The foreign minister’s argument is almost comical if it wasn’t purely absurd: He is manipulating Western free-speech avenues to justify why free speech itself is intolerable in Iran. The regime didn’t shut down the internet, he suggests, to silence dissent, but to protect order — recasting mass censorship as a civic necessity. That this explanation is offered to a Western audience, and treated seriously by a major newspaper, raises a simple question: Are we really expected to believe this?
I am a trained journalist. I hold a bachelor’s degree in journalism and worked at NBC News and the Los Angeles Daily News. I know what good journalism looks like — because I was taught it, practiced it, and believed in it. What we are seeing today from many so-called “reputable” news outlets is not the journalism I learned in school or aspired to pursue as a career. It is the very phenomenon our textbooks warned us about: a modern form of yellow journalism — driven by narrative, ideology, and sensationalism rather than verification, skepticism, and truth.
Who thought it made any logical sense to platform the foreign minister of one of the world’s leading state sponsors of terrorism? Why would anyone lend their masthead to a regime that just days ago instructed state security forces to “shoot to kill” protestors and “to show no mercy,” according to Iranian officials with knowledge of the Supreme Leader’s instructions?1
The same people clamoring about “resistance” and “liberation” for Gaza are now eagerly reading words written by a regime that reportedly killed more than 30,000 people in the streets of Iran in less than three weeks for protesting their rights to dignity, freedom, and liberty. Make it make sense. I certainly cannot.

[Point placement records]

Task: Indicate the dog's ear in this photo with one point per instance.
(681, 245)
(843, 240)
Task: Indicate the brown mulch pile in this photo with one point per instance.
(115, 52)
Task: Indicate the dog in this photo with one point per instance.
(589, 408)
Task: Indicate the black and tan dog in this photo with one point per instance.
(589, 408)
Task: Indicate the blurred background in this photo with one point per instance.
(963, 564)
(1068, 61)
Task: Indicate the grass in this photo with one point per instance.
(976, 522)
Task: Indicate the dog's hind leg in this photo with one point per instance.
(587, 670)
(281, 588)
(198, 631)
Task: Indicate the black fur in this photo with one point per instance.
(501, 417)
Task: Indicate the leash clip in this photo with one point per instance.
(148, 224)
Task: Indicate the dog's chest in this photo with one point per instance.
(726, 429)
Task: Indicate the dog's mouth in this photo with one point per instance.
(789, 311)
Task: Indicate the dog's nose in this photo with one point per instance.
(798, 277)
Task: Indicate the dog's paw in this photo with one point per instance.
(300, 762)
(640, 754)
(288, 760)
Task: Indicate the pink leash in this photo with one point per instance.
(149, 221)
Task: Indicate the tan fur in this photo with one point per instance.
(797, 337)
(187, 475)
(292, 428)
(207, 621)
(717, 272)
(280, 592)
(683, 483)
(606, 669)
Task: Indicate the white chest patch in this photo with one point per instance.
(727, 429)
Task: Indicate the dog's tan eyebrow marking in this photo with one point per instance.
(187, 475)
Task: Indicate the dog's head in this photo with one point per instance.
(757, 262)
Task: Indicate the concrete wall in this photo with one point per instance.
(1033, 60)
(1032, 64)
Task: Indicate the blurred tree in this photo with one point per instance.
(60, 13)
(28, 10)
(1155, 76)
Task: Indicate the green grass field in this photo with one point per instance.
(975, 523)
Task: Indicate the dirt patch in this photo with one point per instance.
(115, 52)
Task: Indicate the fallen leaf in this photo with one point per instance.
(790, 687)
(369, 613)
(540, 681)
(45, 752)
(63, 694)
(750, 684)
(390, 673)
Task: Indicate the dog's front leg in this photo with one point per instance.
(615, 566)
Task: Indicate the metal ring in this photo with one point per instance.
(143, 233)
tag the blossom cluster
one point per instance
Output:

> Problem set:
**A)** From the commentary, output the passage from "I am a trained" to "skepticism, and truth." word for word.
**B)** Please condense the paragraph of the commentary that begins "I am a trained journalist" into a shorter version that keeps its main facts.

> Answers:
**A)**
I am a trained journalist. I hold a bachelor’s degree in journalism and worked at NBC News and the Los Angeles Daily News. I know what good journalism looks like — because I was taught it, practiced it, and believed in it. What we are seeing today from many so-called “reputable” news outlets is not the journalism I learned in school or aspired to pursue as a career. It is the very phenomenon our textbooks warned us about: a modern form of yellow journalism — driven by narrative, ideology, and sensationalism rather than verification, skepticism, and truth.

**B)** The author is a trained journalist with a bachelor's degree in journalism who worked at NBC News and the Los Angeles Daily News. Having been taught, practiced and believed in good journalism, the author says many so-called "reputable" outlets today are not practicing it. Instead they show the modern yellow journalism textbooks warned about, driven by narrative, ideology and sensationalism rather than verification, skepticism and truth.